▶ [DATASET]:
━━━━━━━━━━━━━━━━━━━━
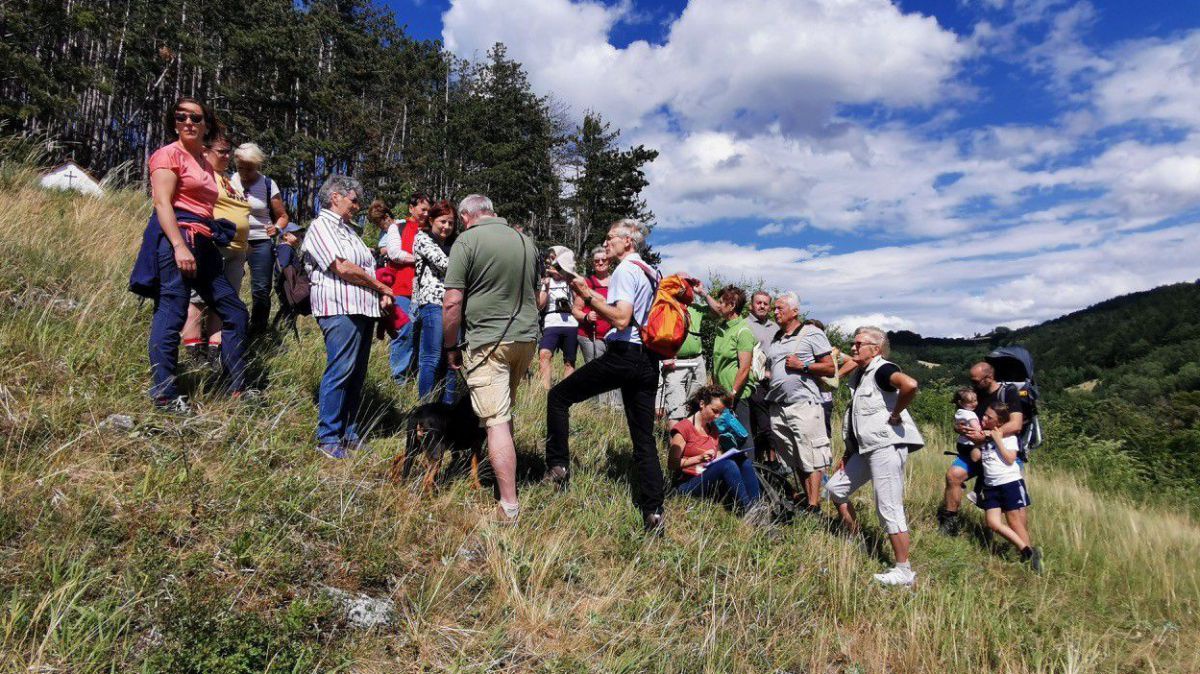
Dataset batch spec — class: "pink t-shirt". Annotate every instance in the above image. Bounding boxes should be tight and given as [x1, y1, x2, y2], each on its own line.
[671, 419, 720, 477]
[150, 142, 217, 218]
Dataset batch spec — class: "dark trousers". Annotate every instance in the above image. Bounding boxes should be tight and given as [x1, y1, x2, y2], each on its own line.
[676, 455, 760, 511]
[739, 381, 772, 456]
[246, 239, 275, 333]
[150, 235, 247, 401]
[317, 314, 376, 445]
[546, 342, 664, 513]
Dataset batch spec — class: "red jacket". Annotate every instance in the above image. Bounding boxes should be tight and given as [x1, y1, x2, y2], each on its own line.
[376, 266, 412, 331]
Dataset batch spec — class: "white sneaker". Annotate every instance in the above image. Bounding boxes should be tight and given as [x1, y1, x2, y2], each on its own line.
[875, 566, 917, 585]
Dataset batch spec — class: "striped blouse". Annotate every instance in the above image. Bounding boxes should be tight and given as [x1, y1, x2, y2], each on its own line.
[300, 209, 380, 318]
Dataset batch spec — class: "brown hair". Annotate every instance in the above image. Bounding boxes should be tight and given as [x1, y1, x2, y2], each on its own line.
━━━━━━━━━━━━━━━━━━━━
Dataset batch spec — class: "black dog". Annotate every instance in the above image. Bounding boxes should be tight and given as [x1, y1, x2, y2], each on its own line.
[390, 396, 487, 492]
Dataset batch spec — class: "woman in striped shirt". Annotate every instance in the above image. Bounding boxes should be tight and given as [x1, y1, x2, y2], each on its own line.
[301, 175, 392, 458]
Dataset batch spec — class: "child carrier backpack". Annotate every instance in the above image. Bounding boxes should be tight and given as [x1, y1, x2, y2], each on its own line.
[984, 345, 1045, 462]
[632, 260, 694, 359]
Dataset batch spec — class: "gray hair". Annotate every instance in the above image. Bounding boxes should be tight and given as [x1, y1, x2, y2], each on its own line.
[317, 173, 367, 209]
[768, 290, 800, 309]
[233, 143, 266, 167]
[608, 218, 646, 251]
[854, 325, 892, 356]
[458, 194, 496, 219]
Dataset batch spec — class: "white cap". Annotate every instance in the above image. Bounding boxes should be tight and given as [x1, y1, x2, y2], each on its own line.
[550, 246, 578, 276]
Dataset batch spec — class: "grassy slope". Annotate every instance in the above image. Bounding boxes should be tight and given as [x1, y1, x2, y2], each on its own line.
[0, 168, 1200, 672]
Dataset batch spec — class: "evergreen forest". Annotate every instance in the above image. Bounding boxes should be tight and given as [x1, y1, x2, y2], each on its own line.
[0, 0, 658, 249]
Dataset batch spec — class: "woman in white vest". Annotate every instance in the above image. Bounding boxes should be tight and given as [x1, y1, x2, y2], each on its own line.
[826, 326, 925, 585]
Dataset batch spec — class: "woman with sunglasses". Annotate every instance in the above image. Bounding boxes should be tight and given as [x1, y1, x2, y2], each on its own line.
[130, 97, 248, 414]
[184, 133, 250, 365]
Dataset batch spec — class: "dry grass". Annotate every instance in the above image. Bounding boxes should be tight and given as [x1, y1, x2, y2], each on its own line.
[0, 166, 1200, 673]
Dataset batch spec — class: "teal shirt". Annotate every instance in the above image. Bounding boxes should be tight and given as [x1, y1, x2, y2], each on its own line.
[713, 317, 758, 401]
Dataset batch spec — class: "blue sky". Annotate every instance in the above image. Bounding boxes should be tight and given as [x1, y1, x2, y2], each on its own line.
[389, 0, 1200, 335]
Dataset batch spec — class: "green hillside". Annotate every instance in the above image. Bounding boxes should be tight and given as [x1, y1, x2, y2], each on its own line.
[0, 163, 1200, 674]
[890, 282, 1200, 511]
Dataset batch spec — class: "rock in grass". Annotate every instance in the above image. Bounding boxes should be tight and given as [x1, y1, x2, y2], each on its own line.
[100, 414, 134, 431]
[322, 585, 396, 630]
━━━━━━━━━━━━━━━━━━━━
▶ [REQUEST]:
Report each line in the rows above that contains the string "woman". Case counts, so only matches with the same capitalization qualify.

▶ [FINISHED TASK]:
Dataset batch spec — class: "woman in striped shirt". Annotate every instance in the above image. Bounding boxes should be tight and given as [x1, y1, x2, y2], each on its own line.
Dataset batch spec — class: "woman in white vest". Annotate every instance in the above image. Bounding boxes should be tight and given as [x1, y1, x2, y2], each on its own line.
Dataset batch spec — class: "woman with sunglasses". Annotate every instance in the above image. Bounding boxes should be tight and given as [x1, y1, x2, y2], each on its own line.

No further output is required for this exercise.